| Written exercise 1 |
From the passage on the Cart's obstacle tests, list every object that stood in the first row in front of the Cart's starting position.

| Provided text |
The first row, about three meters in front of the Cart's starting position
contained a chair, a real tree (a small cypress in a planting pot), and a
polygonal cardboard tree. The Cart saw the chair instantly and the real
tree after the second move, but failed to see the cardboard tree ever. Its
planned path around the two obstacles it did see put it on a collision
course with the unseen one. Placing a chair just ahead of the cardboard
tree fixed the problem, and resulted in a successful run. The finished
program never had trouble with chairs.

@subheading(Problems)

	These tests revealed some weaknesses in the program. The system did
not see simple polygonal (bland and featureless) objects reliably, and its
visual navigation was fragile under certain conditions. Examination of the
program's internal workings suggested some causes and possible solutions.

	The program sometimes failed to see obstacles lacking sufficient
high contrast detail within their outlines. In this regard, the polygonal
tree and rock obstacles I whimsically constructed to match diagrams from a
3D drawing program, were a terrible mistake. In none of the test runs did
the programs ever fail to see a chair placed in front of the Cart, but
half the time they did fail to see a pyramidal tree or an icosahedral rock
made of clean white cardboard. These contrived obstacles were picked up
reliably at a distance of 10 to 15 meters, silhouetted against a
relatively unmoving (over slider travel and Cart lurches) background, but
were only rarely and sparsely seen at closer range, when their outlines
were confused by a rapidly shifting background, and their bland interiors
provided no purchase for the interest operator or correlator. Even when
the artificial obstacles were correctly perceived, it was by virtue of
only two to four features.  In contrast, the program usually tracked five
to ten features on nearby chairs.

| Entries shown |
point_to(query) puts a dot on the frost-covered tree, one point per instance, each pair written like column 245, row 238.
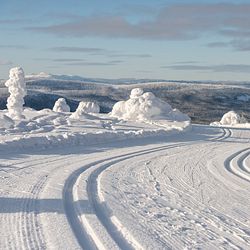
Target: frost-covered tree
column 61, row 106
column 85, row 108
column 17, row 89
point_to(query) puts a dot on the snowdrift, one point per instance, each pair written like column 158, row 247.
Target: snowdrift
column 231, row 118
column 146, row 107
column 85, row 108
column 61, row 106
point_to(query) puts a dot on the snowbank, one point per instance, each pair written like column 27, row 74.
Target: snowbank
column 231, row 118
column 61, row 106
column 146, row 107
column 17, row 88
column 5, row 122
column 85, row 108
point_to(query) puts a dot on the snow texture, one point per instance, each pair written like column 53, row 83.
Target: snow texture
column 146, row 107
column 17, row 88
column 85, row 108
column 61, row 106
column 231, row 118
column 5, row 122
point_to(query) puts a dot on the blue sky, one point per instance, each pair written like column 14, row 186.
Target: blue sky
column 188, row 40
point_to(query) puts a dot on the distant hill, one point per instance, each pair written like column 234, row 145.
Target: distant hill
column 202, row 101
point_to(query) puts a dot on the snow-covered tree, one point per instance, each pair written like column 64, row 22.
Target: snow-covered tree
column 17, row 89
column 85, row 108
column 61, row 106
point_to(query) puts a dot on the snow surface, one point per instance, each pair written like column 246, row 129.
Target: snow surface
column 99, row 182
column 186, row 190
column 85, row 108
column 61, row 106
column 231, row 118
column 17, row 88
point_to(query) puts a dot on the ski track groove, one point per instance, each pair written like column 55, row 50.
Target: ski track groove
column 238, row 168
column 107, row 223
column 215, row 221
column 30, row 232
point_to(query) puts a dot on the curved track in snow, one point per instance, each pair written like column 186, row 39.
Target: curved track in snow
column 155, row 195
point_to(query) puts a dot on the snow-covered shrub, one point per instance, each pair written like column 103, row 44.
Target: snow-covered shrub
column 61, row 106
column 17, row 88
column 85, row 108
column 5, row 121
column 232, row 118
column 146, row 106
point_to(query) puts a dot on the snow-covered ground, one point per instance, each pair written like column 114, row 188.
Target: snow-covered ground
column 103, row 183
column 140, row 177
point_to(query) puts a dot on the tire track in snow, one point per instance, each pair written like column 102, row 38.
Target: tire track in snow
column 236, row 164
column 85, row 239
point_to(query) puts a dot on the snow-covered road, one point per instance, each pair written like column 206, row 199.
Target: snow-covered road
column 189, row 190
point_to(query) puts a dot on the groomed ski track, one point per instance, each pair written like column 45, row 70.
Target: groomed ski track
column 125, row 196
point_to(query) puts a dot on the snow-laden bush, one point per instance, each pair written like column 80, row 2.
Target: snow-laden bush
column 232, row 118
column 17, row 88
column 61, row 106
column 146, row 106
column 85, row 108
column 5, row 122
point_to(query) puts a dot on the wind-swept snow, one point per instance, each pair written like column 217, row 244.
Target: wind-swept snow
column 184, row 191
column 17, row 88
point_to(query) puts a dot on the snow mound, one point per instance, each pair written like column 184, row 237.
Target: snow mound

| Written exercise 2 |
Render the records as a two-column CSV with the columns request and answer. Begin at the start of the records and stop after the line that contains "column 30, row 232". Use one row per request, put each request and its answer in a single quoted field with line breaks turned into spaces, and leave out the pictures.

| Finished answer 1 |
- a chair
- a real tree (a small cypress in a planting pot)
- a polygonal cardboard tree

| Finished answer 2 |
request,answer
"point_to(query) puts a dot on the frost-covered tree, one point per instance, each pair written like column 245, row 238. Target: frost-covered tree","column 61, row 106 column 85, row 108 column 17, row 89"
"point_to(query) puts a dot on the snowdrift, one point per instance, each pair written like column 158, row 247. Target: snowdrift","column 231, row 118 column 146, row 107 column 85, row 108 column 61, row 106"
"point_to(query) puts a dot on the snowbank, one point per instance, each pair written like column 27, row 74. Target: snowbank","column 231, row 118 column 61, row 106 column 146, row 107 column 17, row 88 column 5, row 122 column 85, row 108"
"point_to(query) puts a dot on the snow texture, one point per instance, each pair written like column 53, row 83. Target: snow texture","column 146, row 107 column 17, row 88 column 85, row 108 column 61, row 106 column 231, row 118 column 5, row 122"
"point_to(query) puts a dot on the blue sky, one point per instance, each pair written like column 14, row 186. Target: blue sky","column 188, row 40"
"point_to(query) puts a dot on the distant hill, one point per instance, each pair written like column 234, row 145. Target: distant hill","column 202, row 101"
"point_to(query) puts a dot on the snow-covered tree, one point per instance, each pair written like column 64, row 22. Target: snow-covered tree","column 17, row 89 column 85, row 108 column 61, row 106"
"point_to(query) puts a dot on the snow surface, one point per instance, each pair written like column 246, row 129. Target: snow surface","column 99, row 182 column 186, row 190 column 85, row 108 column 61, row 106 column 231, row 118 column 17, row 88"
"point_to(query) puts a dot on the ski track groove, one point per instance, each pair written like column 55, row 50. Target: ski track groove","column 238, row 168 column 107, row 223 column 215, row 221 column 30, row 232"